Document text
## start

3 Practices to Stay on Mission in a Fast-Gentrifying Landscape

“I’m not sure how I feel about more of my friends coming here, ya know?”

Mari is a regular in our congregation. I understood her concern. She was a part of the tip of the 30-something iceberg that brought dramatic changes to our previously socioeconomically diverse congregation. When my husband and I co-planted Cityview Church, located in one of Pittsburgh’s Northside neighborhoods, we described our weekly Sunday morning gathering as an intersection in God’s Kingdom. At 50% middle class and 50% socioeconomically struggling, we were just that: an intersection. We were, according to one of our team members, our very own “island of misfit toys.” We met as haves and have-nots, housed and homeless, business owners and unemployed to understand the story of God as told through the life of Jesus.

The environment was simultaneously challenging—and beautiful.

Changing Neighborhood

But there were forces at work in our neighborhood that we failed to perceive until some from our church family, who also lived in our neighborhood, started to move away. They were forced moves—responses to rising rent and threats of eviction. At least one move was born of deception. One of our members, living in a home that she owned, came to church on a Sunday morning and announced that she had sold her house—for $5,000. This woman, desperate for income, heard that four-figure offer and sold her only asset for a fraction of what it was worth.

## end

Exercise directions
In the article about the church in a gentrifying neighborhood, for what price did the member who owned her home sell it? Please answer briefly. The data that comes next is separate from this article.

Available data
## start

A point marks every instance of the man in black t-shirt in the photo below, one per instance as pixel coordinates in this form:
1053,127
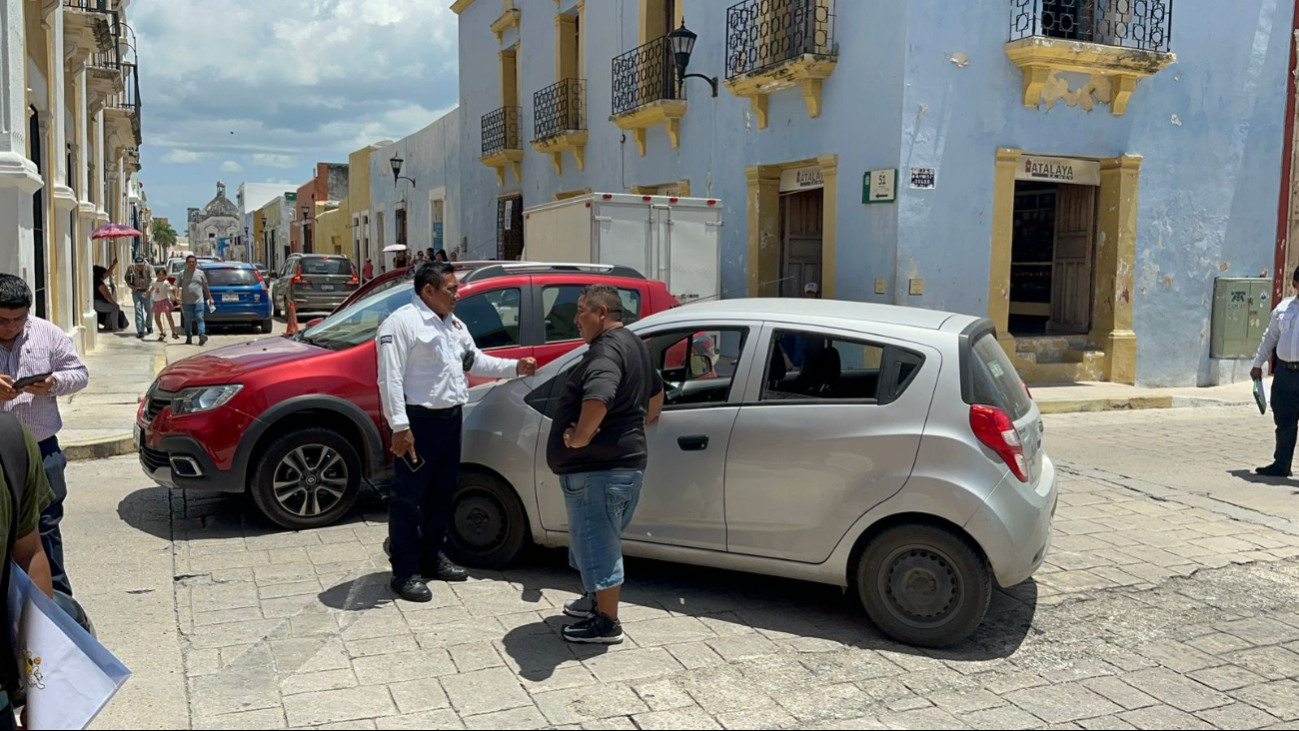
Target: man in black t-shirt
598,448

## end

Solution for this problem
$5,000.